**Available data**
>>>
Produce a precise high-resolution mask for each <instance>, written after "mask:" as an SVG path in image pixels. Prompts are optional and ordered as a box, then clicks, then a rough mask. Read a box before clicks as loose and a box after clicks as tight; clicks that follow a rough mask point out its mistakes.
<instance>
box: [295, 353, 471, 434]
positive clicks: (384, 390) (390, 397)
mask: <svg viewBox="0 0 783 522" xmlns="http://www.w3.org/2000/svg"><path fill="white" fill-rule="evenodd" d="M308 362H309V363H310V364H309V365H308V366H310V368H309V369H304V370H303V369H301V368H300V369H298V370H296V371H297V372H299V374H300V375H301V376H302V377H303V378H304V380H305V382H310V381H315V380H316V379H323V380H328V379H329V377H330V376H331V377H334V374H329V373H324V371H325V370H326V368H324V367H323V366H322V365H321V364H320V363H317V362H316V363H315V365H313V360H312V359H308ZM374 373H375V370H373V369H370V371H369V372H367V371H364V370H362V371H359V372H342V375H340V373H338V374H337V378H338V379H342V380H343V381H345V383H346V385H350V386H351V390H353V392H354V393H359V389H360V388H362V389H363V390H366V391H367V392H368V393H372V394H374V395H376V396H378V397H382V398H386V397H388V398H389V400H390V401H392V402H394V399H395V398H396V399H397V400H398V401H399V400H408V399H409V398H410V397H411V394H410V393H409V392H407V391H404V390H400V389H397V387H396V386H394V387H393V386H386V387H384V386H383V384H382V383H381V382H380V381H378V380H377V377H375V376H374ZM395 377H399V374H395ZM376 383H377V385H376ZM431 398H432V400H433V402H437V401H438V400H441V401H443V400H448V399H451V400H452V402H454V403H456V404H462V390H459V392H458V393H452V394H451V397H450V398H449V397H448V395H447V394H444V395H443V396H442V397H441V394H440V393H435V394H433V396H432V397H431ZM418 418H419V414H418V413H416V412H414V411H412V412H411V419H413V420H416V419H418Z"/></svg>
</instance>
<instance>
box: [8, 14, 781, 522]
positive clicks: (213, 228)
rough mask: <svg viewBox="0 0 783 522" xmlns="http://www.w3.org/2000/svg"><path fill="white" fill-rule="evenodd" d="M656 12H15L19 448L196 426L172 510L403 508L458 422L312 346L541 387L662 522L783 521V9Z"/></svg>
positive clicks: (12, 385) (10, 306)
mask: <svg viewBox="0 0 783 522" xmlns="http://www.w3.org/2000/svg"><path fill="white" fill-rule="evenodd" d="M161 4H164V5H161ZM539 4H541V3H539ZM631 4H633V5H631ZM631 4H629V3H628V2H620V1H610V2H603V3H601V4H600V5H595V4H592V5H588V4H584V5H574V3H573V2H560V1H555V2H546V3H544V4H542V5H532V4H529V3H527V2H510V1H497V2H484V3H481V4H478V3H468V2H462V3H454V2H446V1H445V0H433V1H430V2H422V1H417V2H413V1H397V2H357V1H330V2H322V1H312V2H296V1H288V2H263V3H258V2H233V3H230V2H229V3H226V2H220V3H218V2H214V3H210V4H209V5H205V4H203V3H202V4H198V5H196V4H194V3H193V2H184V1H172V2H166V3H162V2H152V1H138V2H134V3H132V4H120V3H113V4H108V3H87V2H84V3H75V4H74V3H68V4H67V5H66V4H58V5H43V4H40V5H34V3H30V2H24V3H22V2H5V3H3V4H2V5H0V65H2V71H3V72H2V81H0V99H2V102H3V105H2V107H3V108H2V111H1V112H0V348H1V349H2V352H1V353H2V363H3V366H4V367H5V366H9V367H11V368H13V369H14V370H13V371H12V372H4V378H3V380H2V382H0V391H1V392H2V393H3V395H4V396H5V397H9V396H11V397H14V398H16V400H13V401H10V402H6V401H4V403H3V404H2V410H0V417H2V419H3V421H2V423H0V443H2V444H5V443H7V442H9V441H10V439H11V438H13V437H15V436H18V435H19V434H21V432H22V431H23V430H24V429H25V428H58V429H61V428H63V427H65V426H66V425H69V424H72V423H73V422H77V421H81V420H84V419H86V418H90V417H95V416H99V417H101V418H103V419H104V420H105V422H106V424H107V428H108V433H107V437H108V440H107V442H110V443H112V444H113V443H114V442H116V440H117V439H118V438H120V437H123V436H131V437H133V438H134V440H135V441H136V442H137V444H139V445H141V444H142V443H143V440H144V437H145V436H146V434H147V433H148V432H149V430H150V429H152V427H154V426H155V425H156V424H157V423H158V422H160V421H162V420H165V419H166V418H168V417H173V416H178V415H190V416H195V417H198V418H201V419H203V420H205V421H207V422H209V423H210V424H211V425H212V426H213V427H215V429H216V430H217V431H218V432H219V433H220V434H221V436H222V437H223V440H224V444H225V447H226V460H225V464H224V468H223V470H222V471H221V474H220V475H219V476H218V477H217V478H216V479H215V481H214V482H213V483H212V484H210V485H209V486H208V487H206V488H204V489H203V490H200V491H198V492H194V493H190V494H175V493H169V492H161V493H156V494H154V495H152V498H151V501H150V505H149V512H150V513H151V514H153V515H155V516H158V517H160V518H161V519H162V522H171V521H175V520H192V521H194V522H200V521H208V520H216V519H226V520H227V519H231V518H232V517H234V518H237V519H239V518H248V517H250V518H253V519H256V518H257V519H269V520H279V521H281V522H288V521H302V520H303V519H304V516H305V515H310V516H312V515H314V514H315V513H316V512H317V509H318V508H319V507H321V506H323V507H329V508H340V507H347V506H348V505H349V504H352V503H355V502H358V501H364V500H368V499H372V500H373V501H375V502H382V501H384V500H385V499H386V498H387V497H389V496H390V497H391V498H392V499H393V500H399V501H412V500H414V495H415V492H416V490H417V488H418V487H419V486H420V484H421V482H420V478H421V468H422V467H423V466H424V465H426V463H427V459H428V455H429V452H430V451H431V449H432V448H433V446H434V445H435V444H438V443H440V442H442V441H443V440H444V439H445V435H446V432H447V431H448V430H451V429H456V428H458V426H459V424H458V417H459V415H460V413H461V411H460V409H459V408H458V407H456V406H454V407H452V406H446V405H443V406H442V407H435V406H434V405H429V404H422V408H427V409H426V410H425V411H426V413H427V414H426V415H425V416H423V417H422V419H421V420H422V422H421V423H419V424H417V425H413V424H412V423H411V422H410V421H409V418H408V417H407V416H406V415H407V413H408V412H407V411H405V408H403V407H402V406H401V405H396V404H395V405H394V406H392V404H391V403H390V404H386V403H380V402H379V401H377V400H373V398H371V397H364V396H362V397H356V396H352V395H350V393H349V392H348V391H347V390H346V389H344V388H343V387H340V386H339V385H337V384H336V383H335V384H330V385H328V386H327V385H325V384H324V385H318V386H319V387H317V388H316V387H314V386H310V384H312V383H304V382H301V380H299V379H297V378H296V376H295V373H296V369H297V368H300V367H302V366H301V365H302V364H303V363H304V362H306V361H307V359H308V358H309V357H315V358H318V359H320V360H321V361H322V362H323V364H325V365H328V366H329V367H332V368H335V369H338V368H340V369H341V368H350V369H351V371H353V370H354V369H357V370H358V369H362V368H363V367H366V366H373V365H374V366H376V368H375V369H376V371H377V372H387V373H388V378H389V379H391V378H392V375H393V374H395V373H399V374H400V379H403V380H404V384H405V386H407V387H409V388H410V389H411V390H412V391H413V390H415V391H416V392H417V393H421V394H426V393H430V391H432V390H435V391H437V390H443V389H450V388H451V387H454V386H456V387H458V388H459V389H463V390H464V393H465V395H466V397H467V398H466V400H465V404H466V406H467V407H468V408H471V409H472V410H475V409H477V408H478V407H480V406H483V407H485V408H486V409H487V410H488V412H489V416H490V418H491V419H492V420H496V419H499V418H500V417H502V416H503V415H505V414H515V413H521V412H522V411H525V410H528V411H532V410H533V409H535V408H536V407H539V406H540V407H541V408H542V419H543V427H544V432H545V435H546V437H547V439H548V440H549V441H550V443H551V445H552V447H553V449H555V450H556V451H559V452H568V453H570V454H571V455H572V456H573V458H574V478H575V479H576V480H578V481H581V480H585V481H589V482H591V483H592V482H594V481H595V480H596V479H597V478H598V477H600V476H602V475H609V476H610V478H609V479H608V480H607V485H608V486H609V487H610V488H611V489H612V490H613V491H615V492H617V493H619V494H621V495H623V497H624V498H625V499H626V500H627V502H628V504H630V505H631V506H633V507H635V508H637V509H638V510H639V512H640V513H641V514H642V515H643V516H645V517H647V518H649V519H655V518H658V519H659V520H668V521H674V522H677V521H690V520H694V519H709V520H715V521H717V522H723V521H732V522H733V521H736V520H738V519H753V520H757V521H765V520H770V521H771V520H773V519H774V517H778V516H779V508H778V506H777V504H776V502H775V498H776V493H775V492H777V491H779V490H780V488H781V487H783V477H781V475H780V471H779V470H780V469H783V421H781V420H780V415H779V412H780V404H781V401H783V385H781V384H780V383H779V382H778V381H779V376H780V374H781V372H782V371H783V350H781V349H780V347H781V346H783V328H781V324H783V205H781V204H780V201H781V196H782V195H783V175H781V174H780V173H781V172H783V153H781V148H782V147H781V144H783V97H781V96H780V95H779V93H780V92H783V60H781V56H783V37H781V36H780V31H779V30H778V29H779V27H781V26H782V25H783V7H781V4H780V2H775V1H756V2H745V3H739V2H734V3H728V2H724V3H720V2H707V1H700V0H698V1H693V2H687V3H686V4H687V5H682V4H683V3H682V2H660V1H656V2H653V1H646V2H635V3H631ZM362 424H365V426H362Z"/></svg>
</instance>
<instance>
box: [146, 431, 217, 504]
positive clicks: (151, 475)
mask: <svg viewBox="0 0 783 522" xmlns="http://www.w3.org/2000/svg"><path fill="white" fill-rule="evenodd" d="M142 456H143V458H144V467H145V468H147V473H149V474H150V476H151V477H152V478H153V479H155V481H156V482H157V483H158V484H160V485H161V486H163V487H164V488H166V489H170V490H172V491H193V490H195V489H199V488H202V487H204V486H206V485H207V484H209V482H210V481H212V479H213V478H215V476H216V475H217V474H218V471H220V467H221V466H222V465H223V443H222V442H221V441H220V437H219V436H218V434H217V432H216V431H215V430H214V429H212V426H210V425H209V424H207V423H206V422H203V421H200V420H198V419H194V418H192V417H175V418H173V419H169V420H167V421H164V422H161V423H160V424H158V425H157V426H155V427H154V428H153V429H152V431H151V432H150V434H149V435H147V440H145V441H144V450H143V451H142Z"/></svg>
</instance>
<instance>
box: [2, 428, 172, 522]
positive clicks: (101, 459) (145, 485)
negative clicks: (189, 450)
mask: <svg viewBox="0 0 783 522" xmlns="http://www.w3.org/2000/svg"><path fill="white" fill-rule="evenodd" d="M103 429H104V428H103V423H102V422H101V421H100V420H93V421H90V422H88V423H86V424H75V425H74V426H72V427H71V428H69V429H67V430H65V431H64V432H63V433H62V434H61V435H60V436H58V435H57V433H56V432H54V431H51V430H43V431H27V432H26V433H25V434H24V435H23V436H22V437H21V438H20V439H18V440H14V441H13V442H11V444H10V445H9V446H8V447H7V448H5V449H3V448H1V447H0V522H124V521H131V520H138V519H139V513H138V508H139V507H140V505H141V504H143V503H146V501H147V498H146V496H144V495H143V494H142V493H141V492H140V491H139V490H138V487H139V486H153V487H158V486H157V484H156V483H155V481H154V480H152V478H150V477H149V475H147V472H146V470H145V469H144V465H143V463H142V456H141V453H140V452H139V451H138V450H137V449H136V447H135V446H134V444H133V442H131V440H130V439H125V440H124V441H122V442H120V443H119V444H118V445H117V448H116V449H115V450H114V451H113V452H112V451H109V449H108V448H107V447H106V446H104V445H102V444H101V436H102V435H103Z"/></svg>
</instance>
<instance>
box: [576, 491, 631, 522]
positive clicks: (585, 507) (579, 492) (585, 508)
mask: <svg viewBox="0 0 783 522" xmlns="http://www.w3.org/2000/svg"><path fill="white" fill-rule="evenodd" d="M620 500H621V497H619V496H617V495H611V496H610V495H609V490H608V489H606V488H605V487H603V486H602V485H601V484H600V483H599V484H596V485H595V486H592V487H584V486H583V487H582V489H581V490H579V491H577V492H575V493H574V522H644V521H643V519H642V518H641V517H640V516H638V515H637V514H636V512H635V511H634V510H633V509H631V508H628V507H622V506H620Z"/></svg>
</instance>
<<<
**Exercise brief**
Only the number is wanted: how many lines of the material above include the word "clicks"?

**Problem solution**
8